_Data shown_.
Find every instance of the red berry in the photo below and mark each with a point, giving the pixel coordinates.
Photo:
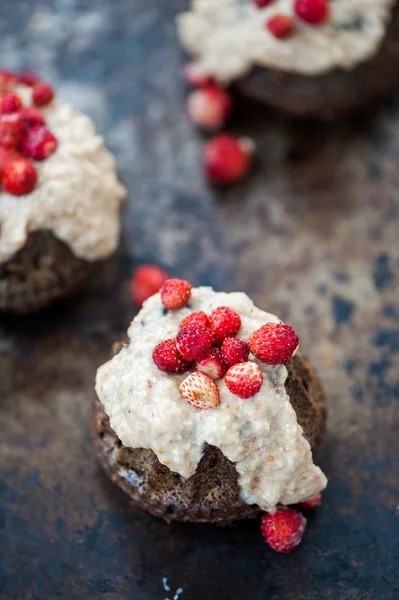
(19, 177)
(274, 343)
(194, 342)
(10, 103)
(167, 358)
(280, 26)
(209, 107)
(199, 319)
(224, 322)
(175, 293)
(312, 11)
(146, 282)
(212, 365)
(312, 503)
(11, 130)
(244, 379)
(284, 530)
(42, 94)
(200, 391)
(38, 143)
(227, 158)
(234, 351)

_Your goal_. Transcribe every line of the listing above exactly; skip the pictures.

_Solved exercise_.
Find every instance of the red berry in the photo below and mark each with a point, giving the pixel coordinates.
Photo:
(19, 177)
(274, 343)
(194, 342)
(10, 103)
(167, 358)
(280, 26)
(209, 107)
(199, 319)
(224, 322)
(175, 293)
(312, 11)
(146, 282)
(212, 365)
(312, 503)
(11, 130)
(244, 379)
(284, 530)
(42, 94)
(200, 391)
(38, 143)
(227, 158)
(234, 351)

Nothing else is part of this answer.